TASK OBJECTIVE =
Retype every line of the following listing without any change, leaving out the pictures.

AVAILABLE DATA =
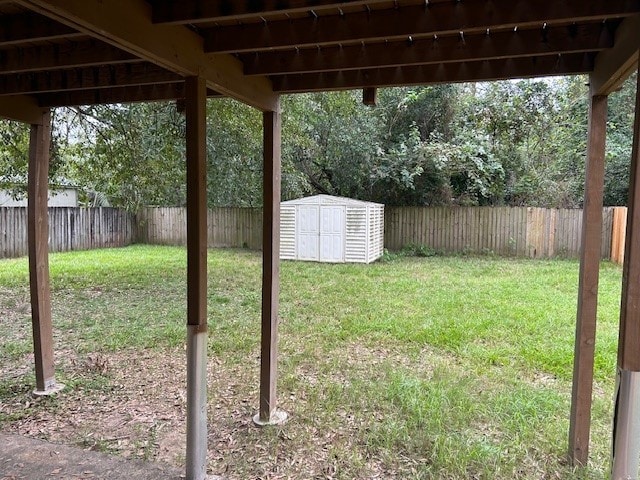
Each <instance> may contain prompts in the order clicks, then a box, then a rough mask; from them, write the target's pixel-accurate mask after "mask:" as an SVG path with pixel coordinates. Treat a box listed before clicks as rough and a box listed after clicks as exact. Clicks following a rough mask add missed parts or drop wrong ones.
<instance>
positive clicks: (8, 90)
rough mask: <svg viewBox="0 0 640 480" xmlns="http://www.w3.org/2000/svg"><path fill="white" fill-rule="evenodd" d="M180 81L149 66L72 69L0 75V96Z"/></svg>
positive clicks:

YOUR SOLUTION =
Each <instance> may contain prompts in the order clicks, then a box, then a rough mask; from them, write the target's pixel-accurate mask after "mask:" as an SVG path with pixel coordinates. Treat a box listed before clicks as rough and a box listed after clicks as exact. Clicks following a rough mask add missed parts or drop wrong ones.
<instance>
positive clicks: (8, 90)
rough mask: <svg viewBox="0 0 640 480" xmlns="http://www.w3.org/2000/svg"><path fill="white" fill-rule="evenodd" d="M180 81L149 66L72 69L0 75V96Z"/></svg>
positive clicks:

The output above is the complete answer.